YOUR ASSIGNMENT - Copy every record exactly as it appears in the data below.
── DATA TO EXAMINE
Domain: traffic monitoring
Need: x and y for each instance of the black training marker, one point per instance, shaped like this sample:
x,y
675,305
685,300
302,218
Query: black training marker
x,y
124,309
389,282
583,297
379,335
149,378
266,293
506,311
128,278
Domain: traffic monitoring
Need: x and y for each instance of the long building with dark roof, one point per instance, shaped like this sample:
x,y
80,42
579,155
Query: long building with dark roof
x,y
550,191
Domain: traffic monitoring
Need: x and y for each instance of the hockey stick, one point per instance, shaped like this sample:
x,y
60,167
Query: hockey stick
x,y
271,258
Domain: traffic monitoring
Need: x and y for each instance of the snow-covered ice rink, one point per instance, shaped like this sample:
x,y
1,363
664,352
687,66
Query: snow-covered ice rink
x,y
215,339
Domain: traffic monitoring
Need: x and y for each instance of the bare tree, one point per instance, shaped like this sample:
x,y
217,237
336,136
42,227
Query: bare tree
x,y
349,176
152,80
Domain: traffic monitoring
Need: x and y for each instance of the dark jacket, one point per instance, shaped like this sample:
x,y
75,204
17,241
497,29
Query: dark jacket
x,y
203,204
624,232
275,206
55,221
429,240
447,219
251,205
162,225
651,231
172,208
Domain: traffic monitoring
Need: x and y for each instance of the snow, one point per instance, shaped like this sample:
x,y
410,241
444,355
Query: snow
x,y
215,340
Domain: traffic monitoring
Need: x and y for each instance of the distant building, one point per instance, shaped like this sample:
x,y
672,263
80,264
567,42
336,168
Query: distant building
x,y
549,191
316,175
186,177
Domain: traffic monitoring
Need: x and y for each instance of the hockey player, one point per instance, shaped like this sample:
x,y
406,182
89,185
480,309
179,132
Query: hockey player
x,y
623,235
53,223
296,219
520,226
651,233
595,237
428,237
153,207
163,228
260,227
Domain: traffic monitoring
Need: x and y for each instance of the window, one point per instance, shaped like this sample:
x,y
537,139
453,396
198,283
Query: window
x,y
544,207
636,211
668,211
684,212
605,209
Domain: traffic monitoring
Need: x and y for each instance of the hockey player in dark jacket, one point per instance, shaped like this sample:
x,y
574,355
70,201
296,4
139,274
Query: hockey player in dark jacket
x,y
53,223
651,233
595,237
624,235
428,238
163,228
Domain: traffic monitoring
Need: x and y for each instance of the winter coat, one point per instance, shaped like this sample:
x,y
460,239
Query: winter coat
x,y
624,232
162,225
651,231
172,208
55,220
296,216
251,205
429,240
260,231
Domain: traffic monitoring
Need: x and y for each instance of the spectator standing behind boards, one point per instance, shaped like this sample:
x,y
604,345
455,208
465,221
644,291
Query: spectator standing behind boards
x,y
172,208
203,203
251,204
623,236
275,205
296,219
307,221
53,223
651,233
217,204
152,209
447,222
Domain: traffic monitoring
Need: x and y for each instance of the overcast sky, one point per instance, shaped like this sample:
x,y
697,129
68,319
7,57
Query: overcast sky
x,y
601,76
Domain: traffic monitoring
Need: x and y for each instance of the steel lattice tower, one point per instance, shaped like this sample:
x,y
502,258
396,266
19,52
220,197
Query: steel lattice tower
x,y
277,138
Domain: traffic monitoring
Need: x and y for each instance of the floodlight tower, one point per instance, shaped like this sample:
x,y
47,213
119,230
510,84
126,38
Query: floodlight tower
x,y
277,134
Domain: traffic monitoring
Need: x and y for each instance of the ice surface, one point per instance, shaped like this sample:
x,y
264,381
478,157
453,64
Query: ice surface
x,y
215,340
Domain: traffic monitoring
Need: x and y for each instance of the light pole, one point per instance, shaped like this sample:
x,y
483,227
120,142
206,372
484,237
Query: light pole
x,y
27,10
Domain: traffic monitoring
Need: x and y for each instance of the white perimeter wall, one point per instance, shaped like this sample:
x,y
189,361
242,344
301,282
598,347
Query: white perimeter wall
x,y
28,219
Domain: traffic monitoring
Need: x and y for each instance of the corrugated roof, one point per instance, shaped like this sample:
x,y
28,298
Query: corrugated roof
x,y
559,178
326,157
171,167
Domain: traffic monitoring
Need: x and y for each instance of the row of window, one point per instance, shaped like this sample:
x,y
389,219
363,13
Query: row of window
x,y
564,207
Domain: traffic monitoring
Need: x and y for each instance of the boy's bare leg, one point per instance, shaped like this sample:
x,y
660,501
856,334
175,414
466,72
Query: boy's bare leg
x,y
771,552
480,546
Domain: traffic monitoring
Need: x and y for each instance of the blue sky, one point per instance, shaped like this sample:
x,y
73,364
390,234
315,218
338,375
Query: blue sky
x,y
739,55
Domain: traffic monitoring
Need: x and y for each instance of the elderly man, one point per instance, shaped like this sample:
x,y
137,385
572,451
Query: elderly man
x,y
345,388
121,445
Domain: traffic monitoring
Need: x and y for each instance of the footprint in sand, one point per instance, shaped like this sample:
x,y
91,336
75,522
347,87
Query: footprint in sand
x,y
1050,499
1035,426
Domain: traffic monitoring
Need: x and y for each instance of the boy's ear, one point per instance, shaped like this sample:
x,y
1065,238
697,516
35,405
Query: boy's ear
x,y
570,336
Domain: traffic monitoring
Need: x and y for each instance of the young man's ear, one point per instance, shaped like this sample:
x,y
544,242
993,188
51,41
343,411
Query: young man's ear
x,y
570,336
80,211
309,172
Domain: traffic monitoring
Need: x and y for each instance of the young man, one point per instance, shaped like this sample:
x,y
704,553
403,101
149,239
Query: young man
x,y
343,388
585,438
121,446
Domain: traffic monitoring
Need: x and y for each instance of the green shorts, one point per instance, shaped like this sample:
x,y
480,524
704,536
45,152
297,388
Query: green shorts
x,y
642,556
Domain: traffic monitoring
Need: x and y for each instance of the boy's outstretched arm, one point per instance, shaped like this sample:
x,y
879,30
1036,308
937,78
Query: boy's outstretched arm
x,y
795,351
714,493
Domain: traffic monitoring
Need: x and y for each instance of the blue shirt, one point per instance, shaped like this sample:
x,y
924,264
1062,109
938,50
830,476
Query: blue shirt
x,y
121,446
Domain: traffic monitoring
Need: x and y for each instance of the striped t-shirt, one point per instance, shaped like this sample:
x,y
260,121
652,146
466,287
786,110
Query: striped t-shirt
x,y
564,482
────
RESULT -
Domain: traffic monitoring
Need: x and y for each instance of the black training marker, one point per instance, shaped like this sample:
x,y
675,305
685,300
302,218
Query: black training marker
x,y
124,309
389,282
583,297
379,335
149,378
266,293
506,311
128,278
Domain: traffic monitoring
Need: x and y for each instance of the long building with dark roof, one point per instance, shaped like this sample:
x,y
80,42
579,155
Query: long building with dark roof
x,y
550,191
Domain: traffic monitoring
Need: x and y for each instance of the hockey stick, one point per instance, shaped like this sample:
x,y
60,167
Query: hockey stick
x,y
271,258
Domain: traffic monitoring
Need: x and y for each instance of the snow-covered ice rink, one point per instance, shaped like this sample:
x,y
1,363
664,352
687,66
Query: snow-covered ice rink
x,y
215,339
Domain: traffic monitoring
Need: x and y for each instance of the bare tree, one point per instance, shaped like this sample:
x,y
217,237
336,136
42,227
Query: bare tree
x,y
349,176
152,80
Domain: traffic monitoring
Need: x and y for each instance of the dark jacket, one point per instance, shaped like this sample:
x,y
75,204
17,241
497,29
Query: dark jacket
x,y
203,204
624,232
275,206
55,221
429,240
447,219
251,205
162,225
651,231
172,208
Domain: traffic monitoring
Need: x and y for each instance of the snow, one point per instance, shaped like this sample:
x,y
410,241
444,355
Query: snow
x,y
215,340
Domain: traffic monitoring
Need: x and y for each instance of the distant building, one point per instance, shaped like this sample:
x,y
672,263
80,264
567,42
336,168
Query: distant building
x,y
549,191
316,175
186,177
Domain: traffic monitoring
Need: x and y for each instance of the hockey player, one point per instance, shaped like this sample:
x,y
406,182
89,185
480,309
179,132
Query: hockey player
x,y
623,235
53,223
296,219
520,226
651,233
595,237
428,237
153,207
163,228
260,227
Domain: traffic monitoring
Need: x and y for each instance of the window, one point per instance, shaped like this sample:
x,y
537,139
453,396
198,283
Query: window
x,y
544,207
636,211
668,211
684,212
605,209
Domain: traffic monitoring
Need: x and y for each instance of the hockey player in dark jacket, one point per instance, shaped like this sample:
x,y
574,355
70,201
296,4
139,274
Query: hockey player in dark jacket
x,y
53,223
651,233
595,237
624,235
428,238
163,228
Domain: traffic monitoring
Need: x and y for each instance of the winter coat, one point per instance, shaped like this sample:
x,y
460,239
Query: winter coat
x,y
624,232
162,225
651,231
172,208
55,220
296,216
251,205
429,240
260,231
Domain: traffic monitoring
Need: x and y for each instance of the spectator standing behind boards, one point per instance, shaped like this sample:
x,y
604,345
455,208
465,221
644,291
Query: spectator standing behind boards
x,y
172,208
203,203
251,204
623,236
275,205
296,219
307,221
53,223
651,233
217,204
152,209
447,222
Domain: traffic monitoring
Need: x and y for each instance of the overcast sky, one point per instance, shaped like this sample:
x,y
697,129
68,319
7,57
Query: overcast sky
x,y
601,76
Domain: traffic monitoring
Need: x and y for each instance of the steel lattice tower, one point per instance, shaped like this sample:
x,y
502,258
396,266
19,52
220,197
Query: steel lattice tower
x,y
277,138
Domain: traffic monitoring
Need: x and y for each instance of the floodlight tower, one point per instance, shaped like this sample:
x,y
47,213
119,230
510,84
126,38
Query: floodlight tower
x,y
277,134
Domain: traffic monitoring
Need: x and y for each instance of the ice surface, one point per instance, shaped like this sample:
x,y
264,381
478,157
453,64
Query: ice surface
x,y
215,340
Domain: traffic monitoring
Need: x and y for each instance of the light pole, one point per instance, shaped like this sample:
x,y
483,227
120,142
206,372
484,237
Query: light pole
x,y
27,10
Domain: traffic monitoring
Need: x and y for each instance of the white perimeter wall, one point per instance, shaped like this sample:
x,y
189,361
242,344
301,282
598,347
Query: white perimeter wall
x,y
28,219
Domain: traffic monitoring
Need: x and y for each instance of the corrugated roof, one point per instance, shaped like this sample:
x,y
28,298
Query: corrugated roof
x,y
559,178
326,157
171,167
Domain: traffic monitoring
Need: x and y for each instance of the row of window, one point per instance, shaped like this sample:
x,y
389,219
363,13
Query: row of window
x,y
564,207
Domain: traffic monitoring
Need: x and y for each instance of the boy's bare leg, one point per instance, shaped like this sample:
x,y
660,501
856,334
175,414
466,72
Query: boy's bare leg
x,y
771,552
480,546
Domain: traffic monitoring
Need: x and y for each instance of the blue sky, one point per instance, shaped like this sample:
x,y
73,364
390,234
315,218
338,375
Query: blue sky
x,y
739,55
Domain: traffic monitoring
Need: x and y for each instance of the elderly man, one point per instance, shaped like this sample:
x,y
137,385
572,451
Query: elderly man
x,y
345,388
121,445
Domain: traffic monitoring
Need: x and y for each instance of the footprint in sand, one point per instance, shaped like this sample:
x,y
91,336
75,522
347,87
Query: footprint in sand
x,y
1050,499
1035,426
Domain: traffic monitoring
Need: x and y for each instance of the boy's ear, one point per instance, shaped like this sample:
x,y
1065,238
697,516
35,405
Query: boy's ear
x,y
570,336
Domain: traffic monitoring
Need: x and y for each instance of the young man's ear, one point per instance, shaped like this sample:
x,y
544,242
993,188
51,41
343,411
Query: young man's ear
x,y
570,336
80,211
309,172
Domain: traffic monitoring
Need: x and y for each instance of the young man, one point per instance, shaped like this sample:
x,y
704,553
403,101
149,239
Query: young man
x,y
343,388
585,438
121,446
Domain: traffic monitoring
Need: x and y for each instance of the green shorts, one point per instance, shaped like this sample:
x,y
480,524
704,536
45,152
297,388
Query: green shorts
x,y
642,556
Domain: traffic monitoring
Need: x and y for each instance of the boy's outstretched arm, one point per instance, shaped like this sample:
x,y
879,30
1036,308
937,78
Query: boy's outstretched arm
x,y
795,351
714,493
Domain: traffic monitoring
Need: x and y for each instance of the blue shirt, one point per instance, shaped like this sample:
x,y
924,264
1062,109
938,50
830,476
Query: blue shirt
x,y
121,446
Domain: traffic monitoring
Need: x and y for each instance of the striped t-shirt, one point per instance, shaped like this sample:
x,y
260,121
652,146
466,287
786,110
Query: striped t-shirt
x,y
564,482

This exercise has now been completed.